#### Required work
Your task is to output the entries below word for word.

start Records for this task

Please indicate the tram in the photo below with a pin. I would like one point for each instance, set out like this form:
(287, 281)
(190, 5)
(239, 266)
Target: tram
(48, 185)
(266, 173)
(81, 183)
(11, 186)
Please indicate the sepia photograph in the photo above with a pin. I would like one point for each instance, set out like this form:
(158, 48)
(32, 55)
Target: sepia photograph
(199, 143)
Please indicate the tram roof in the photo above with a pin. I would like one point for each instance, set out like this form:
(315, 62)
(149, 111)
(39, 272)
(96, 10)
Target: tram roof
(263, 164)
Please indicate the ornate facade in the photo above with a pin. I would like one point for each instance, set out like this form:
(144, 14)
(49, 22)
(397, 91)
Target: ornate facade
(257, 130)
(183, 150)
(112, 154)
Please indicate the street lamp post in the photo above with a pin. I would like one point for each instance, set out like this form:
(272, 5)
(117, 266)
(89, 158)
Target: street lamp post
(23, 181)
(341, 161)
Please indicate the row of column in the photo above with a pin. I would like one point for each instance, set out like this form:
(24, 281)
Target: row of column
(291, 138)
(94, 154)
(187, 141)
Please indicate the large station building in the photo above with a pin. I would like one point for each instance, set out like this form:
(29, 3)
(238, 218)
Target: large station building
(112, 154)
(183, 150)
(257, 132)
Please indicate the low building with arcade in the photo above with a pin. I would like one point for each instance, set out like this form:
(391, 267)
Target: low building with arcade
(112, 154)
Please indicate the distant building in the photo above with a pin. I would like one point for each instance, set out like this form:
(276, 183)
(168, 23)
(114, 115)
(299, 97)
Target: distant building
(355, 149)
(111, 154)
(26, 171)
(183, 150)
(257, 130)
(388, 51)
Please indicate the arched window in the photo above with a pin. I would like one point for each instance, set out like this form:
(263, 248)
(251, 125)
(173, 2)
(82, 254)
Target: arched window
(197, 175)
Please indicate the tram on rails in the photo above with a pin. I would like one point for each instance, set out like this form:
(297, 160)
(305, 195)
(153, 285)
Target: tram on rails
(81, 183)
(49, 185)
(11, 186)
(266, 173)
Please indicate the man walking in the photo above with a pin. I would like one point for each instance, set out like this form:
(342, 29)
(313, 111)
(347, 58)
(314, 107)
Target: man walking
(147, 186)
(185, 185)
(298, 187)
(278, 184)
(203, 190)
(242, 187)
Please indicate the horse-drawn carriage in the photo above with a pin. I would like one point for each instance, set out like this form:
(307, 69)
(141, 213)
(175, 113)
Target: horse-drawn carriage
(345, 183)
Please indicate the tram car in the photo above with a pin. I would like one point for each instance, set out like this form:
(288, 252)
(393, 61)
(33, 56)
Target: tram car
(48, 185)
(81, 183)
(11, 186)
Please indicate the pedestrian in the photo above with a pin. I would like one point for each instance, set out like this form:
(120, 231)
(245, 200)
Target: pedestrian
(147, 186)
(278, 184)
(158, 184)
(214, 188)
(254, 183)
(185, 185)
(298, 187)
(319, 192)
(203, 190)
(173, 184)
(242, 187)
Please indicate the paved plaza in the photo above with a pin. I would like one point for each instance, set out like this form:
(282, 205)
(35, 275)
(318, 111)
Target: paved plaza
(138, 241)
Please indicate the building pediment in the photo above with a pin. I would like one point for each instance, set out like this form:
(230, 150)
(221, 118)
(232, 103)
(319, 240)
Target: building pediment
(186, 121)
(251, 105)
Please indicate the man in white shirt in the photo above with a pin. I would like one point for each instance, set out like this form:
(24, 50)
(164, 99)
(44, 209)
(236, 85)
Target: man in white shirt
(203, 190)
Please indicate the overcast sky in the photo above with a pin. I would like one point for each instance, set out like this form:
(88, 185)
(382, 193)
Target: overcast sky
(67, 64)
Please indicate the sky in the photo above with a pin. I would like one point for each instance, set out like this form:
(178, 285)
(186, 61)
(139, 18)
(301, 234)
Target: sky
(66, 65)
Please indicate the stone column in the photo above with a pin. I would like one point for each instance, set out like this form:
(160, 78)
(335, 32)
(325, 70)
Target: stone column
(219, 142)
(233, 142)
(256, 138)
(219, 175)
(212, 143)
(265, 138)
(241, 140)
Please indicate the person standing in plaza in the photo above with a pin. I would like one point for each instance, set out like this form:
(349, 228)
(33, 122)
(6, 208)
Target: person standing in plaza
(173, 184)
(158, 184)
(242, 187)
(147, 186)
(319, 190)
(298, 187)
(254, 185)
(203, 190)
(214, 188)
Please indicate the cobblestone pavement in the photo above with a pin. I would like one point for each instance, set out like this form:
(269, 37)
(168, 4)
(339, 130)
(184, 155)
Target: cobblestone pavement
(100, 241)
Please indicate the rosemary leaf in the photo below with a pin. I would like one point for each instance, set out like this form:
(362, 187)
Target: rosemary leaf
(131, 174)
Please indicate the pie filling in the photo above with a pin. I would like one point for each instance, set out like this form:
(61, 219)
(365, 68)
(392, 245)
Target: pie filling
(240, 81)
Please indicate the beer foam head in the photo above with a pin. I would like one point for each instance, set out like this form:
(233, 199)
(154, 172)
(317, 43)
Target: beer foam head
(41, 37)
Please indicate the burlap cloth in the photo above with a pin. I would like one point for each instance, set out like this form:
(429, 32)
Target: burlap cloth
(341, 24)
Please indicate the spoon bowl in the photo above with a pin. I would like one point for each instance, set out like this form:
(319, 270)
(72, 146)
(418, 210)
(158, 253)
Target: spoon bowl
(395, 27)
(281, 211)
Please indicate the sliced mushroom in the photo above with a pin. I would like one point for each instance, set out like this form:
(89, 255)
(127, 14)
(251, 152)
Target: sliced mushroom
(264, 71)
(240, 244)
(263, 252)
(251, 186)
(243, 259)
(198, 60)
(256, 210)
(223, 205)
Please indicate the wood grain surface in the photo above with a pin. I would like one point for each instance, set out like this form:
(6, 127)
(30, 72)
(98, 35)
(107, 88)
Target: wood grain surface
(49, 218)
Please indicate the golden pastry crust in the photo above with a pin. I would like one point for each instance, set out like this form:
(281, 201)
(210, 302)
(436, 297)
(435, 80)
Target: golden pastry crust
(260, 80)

end Records for this task

#### Written response
Please indicate the tram in the photo below with a pin. I would like one point for each instance, set out like this form:
(287, 281)
(190, 5)
(239, 266)
Target: tram
(48, 185)
(266, 173)
(81, 183)
(11, 186)
Please indicate the sepia photograph in the photo above with a pin. I would like one point for each instance, set out like this form:
(158, 48)
(32, 55)
Target: sepia photograph
(199, 143)
Please indicate the tram roof in the photo above with a pin. I would like one point for each instance, set out like this form:
(315, 62)
(149, 111)
(39, 272)
(96, 10)
Target: tram roof
(263, 164)
Please indicate the ornate facade in the photo above with a pin. I would like one point for each instance, set out like this form:
(144, 14)
(49, 22)
(397, 91)
Target: ornate facade
(257, 130)
(183, 150)
(112, 154)
Please indicate the street lamp post in the photo above with a pin. I would like one point for each instance, set out like this form:
(272, 5)
(117, 266)
(89, 158)
Target: street lamp post
(23, 181)
(341, 161)
Please indicate the row of column in the photo above with a pin. I would like one point for each instance, set out like this form:
(24, 281)
Target: row of column
(291, 138)
(94, 154)
(187, 141)
Please indicate the large station building in the photo above with a pin. I would like one point for each instance, set out like this form:
(29, 3)
(238, 218)
Target: large station building
(112, 154)
(183, 150)
(257, 132)
Please indicate the low building with arcade in the photo above with a pin. I would like one point for each instance, set out like this form:
(391, 267)
Target: low building with arcade
(112, 154)
Please indicate the distant building in the photo above with a pin. I would like one point for each instance, set out like this form:
(276, 183)
(168, 23)
(114, 115)
(299, 97)
Target: distant building
(355, 149)
(111, 154)
(26, 171)
(183, 150)
(257, 130)
(388, 51)
Please indicate the arched window in the photo above with a pin. I would like one point for each instance, set out like this form:
(263, 248)
(251, 125)
(173, 2)
(82, 254)
Target: arched window
(197, 175)
Please indicate the tram on rails in the photo above with a pin. I would like one point for each instance, set out like this form:
(297, 160)
(305, 195)
(153, 285)
Target: tram on rails
(81, 183)
(49, 185)
(11, 186)
(266, 173)
Please indicate the man walking in the photo above with a pin. I would like one point for each instance, set out like this form:
(342, 29)
(313, 111)
(347, 58)
(314, 107)
Target: man walking
(147, 186)
(185, 185)
(298, 187)
(278, 184)
(203, 190)
(242, 187)
Please indicate the horse-drawn carriage in the photo above with a pin. I would like one point for each instance, set out like this form:
(307, 69)
(141, 213)
(175, 113)
Target: horse-drawn carriage
(345, 183)
Please indicate the tram car in the photo above with a pin. I would like one point for each instance, set out like this form:
(288, 252)
(393, 61)
(33, 56)
Target: tram car
(48, 185)
(81, 183)
(11, 186)
Please indicate the pedestrian in the photo above with a pin. I would like one point for each instance, set out like this form:
(120, 231)
(245, 200)
Target: pedestrian
(147, 186)
(278, 184)
(158, 184)
(214, 188)
(254, 183)
(185, 185)
(298, 187)
(319, 192)
(203, 190)
(173, 184)
(242, 187)
Please indicate the paved plaza in the photo above with a pin. I would like one point for each instance, set out like this form:
(282, 205)
(35, 275)
(318, 111)
Target: paved plaza
(138, 241)
Please indicate the building pediment in the photo above with a pin. I would like one point for each instance, set out like this form:
(230, 150)
(221, 118)
(232, 103)
(319, 240)
Target: building pediment
(186, 121)
(251, 105)
Please indicate the man in white shirt in the photo above with a pin. I would like one point for each instance, set out like this form:
(24, 50)
(164, 99)
(44, 209)
(236, 85)
Target: man in white shirt
(203, 190)
Please indicate the overcast sky in the photo above with a pin. I would like one point for each instance, set out like this form:
(88, 185)
(382, 193)
Target: overcast sky
(67, 64)
Please indicate the sky in the photo above with a pin. I would like one point for each instance, set out like this form:
(178, 285)
(186, 61)
(139, 18)
(301, 234)
Target: sky
(66, 65)
Please indicate the stone column in the photo above with a pin. I would like one point for each instance, set out like this form:
(160, 78)
(335, 32)
(325, 70)
Target: stone column
(219, 142)
(233, 142)
(256, 138)
(219, 175)
(212, 143)
(265, 138)
(241, 140)
Please indicate the person standing in plaza in the photo above with a pin. I would like one point for each instance, set out like this form:
(349, 228)
(33, 122)
(6, 208)
Target: person standing in plaza
(173, 184)
(158, 184)
(242, 187)
(147, 186)
(319, 190)
(298, 187)
(254, 185)
(203, 190)
(214, 188)
Please indicate the cobblestone pavement in the photo above with a pin. I would like one point for each instance, set out like this form:
(269, 37)
(168, 4)
(339, 130)
(184, 155)
Target: cobblestone pavement
(100, 241)
Please indicate the rosemary leaf in the photo below with a pin. I would like one point for each instance, set out like this form:
(362, 187)
Target: rosemary leaf
(131, 174)
Please indicate the pie filling in the photo above with a pin. I would like one point for each instance, set out like this form:
(61, 219)
(365, 68)
(392, 245)
Target: pie filling
(240, 81)
Please indicate the beer foam head in the photo above with a pin. I would like one point for each instance, set out like this form:
(233, 199)
(154, 172)
(317, 43)
Target: beer foam head
(41, 37)
Please indicate the burlap cloth in the photo above with a pin. I would like one point for each instance, set out like this form:
(429, 32)
Target: burlap cloth
(341, 24)
Please indicate the spoon bowl in the photo above with a pin. I would like one point for each instance, set out like this form:
(319, 270)
(72, 146)
(418, 210)
(158, 253)
Target: spoon bowl
(395, 27)
(281, 211)
Please indicate the sliced mushroom in the photo above with a pin. I would like one point for each instance, set out like this form:
(89, 255)
(127, 14)
(251, 152)
Target: sliced mushroom
(264, 71)
(240, 244)
(263, 252)
(251, 186)
(243, 259)
(198, 60)
(256, 210)
(223, 205)
Please indicate the wood grain surface in the photo above with a pin. I would like one point for each instance, set out like this form:
(6, 127)
(30, 72)
(98, 35)
(107, 88)
Target: wood grain surface
(49, 218)
Please indicate the golden pastry crust in the photo above with a pin. I would like one point for each instance, set out like this form:
(281, 201)
(210, 302)
(436, 297)
(435, 80)
Target: golden pastry crust
(260, 80)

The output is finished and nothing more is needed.